→ **The task**: Reproduce every line of the items that follow, requests included, but multiply each vertex coordinate in the answers by 1.8 and round it to a whole number, with halves rounded up. Leave the pictures out of your version.

** Start **

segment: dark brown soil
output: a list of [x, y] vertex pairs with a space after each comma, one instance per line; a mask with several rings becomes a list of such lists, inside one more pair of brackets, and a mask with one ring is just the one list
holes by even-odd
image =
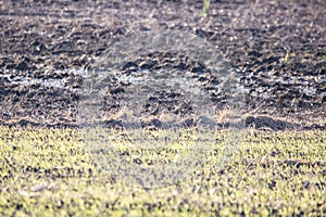
[[[2, 1], [0, 124], [76, 126], [84, 78], [73, 69], [92, 68], [126, 36], [178, 29], [206, 39], [239, 69], [247, 126], [325, 130], [325, 14], [324, 0], [212, 0], [208, 16], [201, 0]], [[112, 84], [112, 95], [124, 88]]]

** End **

→ **Task answer**:
segment: dark brown soil
output: a list of [x, y] vertex pairs with a space after each comma, one instance per line; a mask with several rings becomes a list of such lists, inside one more pair of brackets, and a mask with one ring is just the one list
holes by even-odd
image =
[[[4, 2], [0, 223], [137, 227], [151, 140], [131, 124], [166, 122], [227, 65], [320, 52], [371, 70], [430, 124], [445, 227], [585, 234], [585, 25], [583, 0], [382, 0], [374, 29], [362, 0]], [[202, 151], [202, 171], [223, 158]]]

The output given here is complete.